**Instructions for the task:** Copy the passage of the fall lawn and garden care text that begins with the words "Pile clean, shredded, disease-free" and stops after "to use slowly.".

**Text shown:**
Keep mowing your grass until the leaves are chewed up and shredded. Provide your lawn a good winterizing lawn fertilizer, or eliminate broadleaved weeds with a good weed-and-feed in September, so the roots continue getting stronger all winter and have that boost they need once the temperature warms up in the spring and can get a jump start on growth.
For both grass plugs and established lawns, start thinking in terms of your lawn going dormant and allowing the grass to go a little bit longer than you have in the past. So as the season goes on, the grass is going to start slowing down. Simply mow as needed until it stops growing.
Leaving the lawn too tall into winter can cause the snow load to crush and mats the blades - causing disease or rot in some cases.
Put on a fall winterizing fertilizer if you did not use a weed-and-feed in September. And I'm going to start rolling up garden hoses and putting them away for the winter. It's just not going to need as much moisture as it has during the hot and dry summer. The leaves continue to fall onto your lawn. Don’t get out your rake…but get out your lawn mower! Remember too that if you only fertilize your lawn one time a year…now is that time!
Deciduous plants are shutting down at this time and it’s time to prune if the leaves have fallen off. You can either spend time raking them up and bagging them, or you can use this free form of insulation! Rake up these leaves and compost them, don’t throw them away! Put those leaves to good use!
With the exception of leaves from a diseased or sick plant, in this case, it is best to dispose of them to prevent disease or overwintering insect eggs from transferring to the new year.
Pile clean, shredded, disease-free leaves over the crowns of Roses, Perennials, and over bare spots of your garden now that you’ve removed old vegetable plants and annuals. This free mulch is the perfect habitat for beneficial insects and a place for birds to forage. While breaking down and adding nutrients back into the soil, the leaves also trap moisture for your plants to use slowly.
Fall is a fantastic time of year to get planting new shrubs and trees! Especially bareroot plants that are already dormant and ready for winter temperatures.
Establishing containerized and bareroot plants in the fall is easy because the tops will not grow until the following spring. But the big secret is those fall-planted ornamentals will produce new roots in the fall before winter comes!
There is a good reason that fall planting is so great - the most obvious one is the warm soil. This includes container and bareroot trees, shrubs and perennials that are dormant establish fantastic when planted in the autumn. In the fall the warm soils coax those new roots to form almost immediately. Keeping even moisture at the roots is the key to a successful transplant right up until the ground freezes for the winter.

**Data listing:**
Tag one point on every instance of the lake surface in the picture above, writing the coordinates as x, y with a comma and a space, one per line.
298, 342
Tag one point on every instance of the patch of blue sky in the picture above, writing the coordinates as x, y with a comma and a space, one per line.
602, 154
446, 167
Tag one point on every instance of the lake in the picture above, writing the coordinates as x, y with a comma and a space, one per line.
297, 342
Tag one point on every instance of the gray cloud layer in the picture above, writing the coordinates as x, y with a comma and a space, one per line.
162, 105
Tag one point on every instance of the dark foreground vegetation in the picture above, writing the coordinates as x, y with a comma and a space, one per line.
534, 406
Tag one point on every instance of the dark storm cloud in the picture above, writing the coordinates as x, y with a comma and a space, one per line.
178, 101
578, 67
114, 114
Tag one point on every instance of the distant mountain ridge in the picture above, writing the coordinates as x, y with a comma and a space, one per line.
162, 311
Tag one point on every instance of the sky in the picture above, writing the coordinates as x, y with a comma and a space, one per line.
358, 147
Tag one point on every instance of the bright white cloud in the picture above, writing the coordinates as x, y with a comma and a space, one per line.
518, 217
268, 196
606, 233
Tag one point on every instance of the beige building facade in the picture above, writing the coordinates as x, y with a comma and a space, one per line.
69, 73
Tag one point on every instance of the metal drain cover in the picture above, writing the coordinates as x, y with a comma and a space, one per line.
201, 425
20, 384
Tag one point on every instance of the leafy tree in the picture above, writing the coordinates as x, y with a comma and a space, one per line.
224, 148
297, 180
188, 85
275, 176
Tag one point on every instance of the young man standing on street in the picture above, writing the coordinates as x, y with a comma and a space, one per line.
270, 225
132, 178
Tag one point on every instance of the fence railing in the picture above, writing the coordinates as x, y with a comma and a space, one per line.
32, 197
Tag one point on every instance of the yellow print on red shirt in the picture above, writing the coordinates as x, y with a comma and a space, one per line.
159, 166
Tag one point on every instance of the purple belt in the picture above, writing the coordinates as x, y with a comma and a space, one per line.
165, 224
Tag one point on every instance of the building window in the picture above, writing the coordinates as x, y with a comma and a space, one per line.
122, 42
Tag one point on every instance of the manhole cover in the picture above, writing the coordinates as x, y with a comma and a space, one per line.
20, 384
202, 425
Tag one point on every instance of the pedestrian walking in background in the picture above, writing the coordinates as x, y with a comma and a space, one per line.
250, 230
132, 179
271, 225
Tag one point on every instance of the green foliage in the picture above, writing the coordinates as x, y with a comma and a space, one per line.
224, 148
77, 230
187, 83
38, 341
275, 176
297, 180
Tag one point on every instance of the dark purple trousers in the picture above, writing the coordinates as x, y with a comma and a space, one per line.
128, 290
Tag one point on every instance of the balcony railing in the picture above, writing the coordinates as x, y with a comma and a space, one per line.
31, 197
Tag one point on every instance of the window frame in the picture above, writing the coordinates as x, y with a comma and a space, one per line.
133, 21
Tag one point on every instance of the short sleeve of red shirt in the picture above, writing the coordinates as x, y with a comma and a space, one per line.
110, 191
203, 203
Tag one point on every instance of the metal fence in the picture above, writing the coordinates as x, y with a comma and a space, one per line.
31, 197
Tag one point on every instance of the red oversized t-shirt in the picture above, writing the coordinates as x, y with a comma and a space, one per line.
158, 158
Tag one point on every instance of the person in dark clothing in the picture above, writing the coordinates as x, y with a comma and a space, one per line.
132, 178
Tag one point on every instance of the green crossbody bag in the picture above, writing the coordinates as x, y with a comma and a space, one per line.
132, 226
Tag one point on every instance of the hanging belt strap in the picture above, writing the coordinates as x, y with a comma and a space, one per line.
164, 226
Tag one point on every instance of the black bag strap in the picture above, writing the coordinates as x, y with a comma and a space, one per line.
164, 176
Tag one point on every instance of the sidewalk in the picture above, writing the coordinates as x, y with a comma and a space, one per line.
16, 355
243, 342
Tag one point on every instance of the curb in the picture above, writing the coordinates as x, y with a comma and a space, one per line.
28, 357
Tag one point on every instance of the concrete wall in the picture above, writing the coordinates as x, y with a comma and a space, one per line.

**Result of the task:**
Pile clean, shredded, disease-free leaves over the crowns of Roses, Perennials, and over bare spots of your garden now that you’ve removed old vegetable plants and annuals. This free mulch is the perfect habitat for beneficial insects and a place for birds to forage. While breaking down and adding nutrients back into the soil, the leaves also trap moisture for your plants to use slowly.